• _Problem description_: Transcribe only the part of the listing below that begins at the line containing "point: black sneaker" and runs to its final line, keeping both ends.

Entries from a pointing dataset
◆ ◆ ◆

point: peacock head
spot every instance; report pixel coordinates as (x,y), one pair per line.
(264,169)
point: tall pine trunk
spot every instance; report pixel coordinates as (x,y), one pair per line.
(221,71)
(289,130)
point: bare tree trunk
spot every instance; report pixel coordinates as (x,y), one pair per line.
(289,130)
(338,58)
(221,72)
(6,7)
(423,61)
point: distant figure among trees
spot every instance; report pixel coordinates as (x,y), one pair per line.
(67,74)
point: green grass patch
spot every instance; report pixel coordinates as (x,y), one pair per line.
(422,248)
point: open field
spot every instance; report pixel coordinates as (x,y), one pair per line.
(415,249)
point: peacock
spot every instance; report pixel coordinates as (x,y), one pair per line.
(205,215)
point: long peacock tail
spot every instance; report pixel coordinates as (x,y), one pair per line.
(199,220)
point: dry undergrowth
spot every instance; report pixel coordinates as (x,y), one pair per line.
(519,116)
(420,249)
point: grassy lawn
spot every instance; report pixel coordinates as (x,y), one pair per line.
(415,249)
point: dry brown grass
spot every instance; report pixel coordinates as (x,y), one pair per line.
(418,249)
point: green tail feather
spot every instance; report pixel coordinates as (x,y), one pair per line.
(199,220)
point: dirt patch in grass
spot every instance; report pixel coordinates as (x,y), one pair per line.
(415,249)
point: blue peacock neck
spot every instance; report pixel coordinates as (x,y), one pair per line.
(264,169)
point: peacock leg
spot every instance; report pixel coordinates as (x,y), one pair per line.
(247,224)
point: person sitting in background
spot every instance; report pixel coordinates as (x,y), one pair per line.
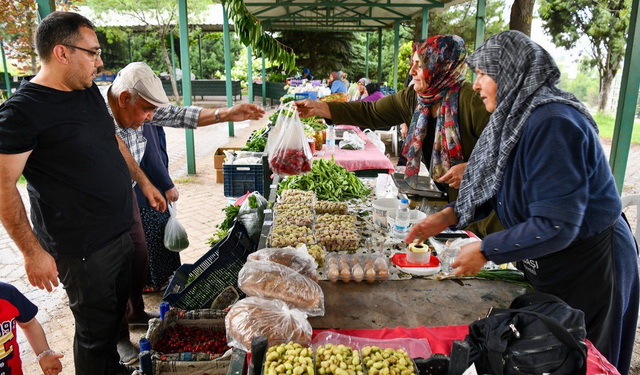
(336,85)
(306,74)
(357,92)
(15,307)
(372,92)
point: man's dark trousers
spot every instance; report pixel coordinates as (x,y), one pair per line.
(98,290)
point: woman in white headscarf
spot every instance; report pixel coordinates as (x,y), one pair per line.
(539,163)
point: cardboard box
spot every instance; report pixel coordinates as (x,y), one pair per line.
(219,176)
(219,156)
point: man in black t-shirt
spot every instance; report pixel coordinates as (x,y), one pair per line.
(57,131)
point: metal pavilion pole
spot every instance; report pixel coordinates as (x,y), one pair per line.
(200,54)
(6,70)
(173,54)
(379,55)
(264,82)
(627,100)
(366,66)
(425,22)
(186,79)
(250,73)
(396,48)
(227,62)
(130,51)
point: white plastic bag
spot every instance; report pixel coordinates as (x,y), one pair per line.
(375,139)
(251,214)
(273,280)
(287,146)
(255,316)
(175,236)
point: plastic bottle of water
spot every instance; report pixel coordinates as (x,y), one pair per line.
(402,219)
(331,138)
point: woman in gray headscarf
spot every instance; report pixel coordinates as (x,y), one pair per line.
(539,163)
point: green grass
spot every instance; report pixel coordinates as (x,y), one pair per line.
(607,123)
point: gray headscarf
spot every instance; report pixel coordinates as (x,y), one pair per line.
(526,76)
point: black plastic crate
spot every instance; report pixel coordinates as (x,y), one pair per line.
(212,273)
(242,178)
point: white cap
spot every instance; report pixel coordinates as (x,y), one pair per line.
(140,77)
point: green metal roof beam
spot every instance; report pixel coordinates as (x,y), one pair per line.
(627,100)
(296,3)
(322,18)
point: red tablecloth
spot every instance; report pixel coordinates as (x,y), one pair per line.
(357,160)
(441,338)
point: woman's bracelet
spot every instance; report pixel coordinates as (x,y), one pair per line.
(45,352)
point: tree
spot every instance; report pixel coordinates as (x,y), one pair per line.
(460,20)
(159,16)
(521,16)
(604,23)
(17,28)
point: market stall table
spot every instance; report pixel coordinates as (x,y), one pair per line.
(366,162)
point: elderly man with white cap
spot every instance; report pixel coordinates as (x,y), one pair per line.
(137,98)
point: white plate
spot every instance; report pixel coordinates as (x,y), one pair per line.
(420,271)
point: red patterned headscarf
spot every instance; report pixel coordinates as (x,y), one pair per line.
(443,68)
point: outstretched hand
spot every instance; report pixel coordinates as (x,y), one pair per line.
(245,111)
(470,259)
(41,268)
(432,225)
(310,108)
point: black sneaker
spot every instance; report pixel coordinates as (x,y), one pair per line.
(127,351)
(126,370)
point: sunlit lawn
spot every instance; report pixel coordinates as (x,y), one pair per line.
(606,125)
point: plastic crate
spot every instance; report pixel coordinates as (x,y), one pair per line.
(241,178)
(212,273)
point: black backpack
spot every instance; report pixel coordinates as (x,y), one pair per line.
(538,334)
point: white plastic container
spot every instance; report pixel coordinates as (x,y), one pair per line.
(401,225)
(382,207)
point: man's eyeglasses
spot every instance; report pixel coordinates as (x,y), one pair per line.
(96,54)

◆ ◆ ◆

• _Exercise response_:
point: black sneaker
spot every instance; report pixel coordinates as (x,y), one pair per line.
(127,351)
(126,370)
point: sunlit lawn
spot every instance; report pixel coordinates as (x,y), one pair per line.
(606,125)
point: plastic crate
spot every instance; report pixel coordinates as (x,y), one pair per line.
(241,178)
(212,273)
point: black backpack
spot every instance; report pixel coordinates as (x,y), one pair per line.
(538,334)
point: white plastic container
spot every instance; report pixel coordinates as (x,y), one pair per line.
(401,225)
(382,207)
point: man's eyeglasses
spot every instance; report pixel coordinates as (x,y), one pair per line.
(96,54)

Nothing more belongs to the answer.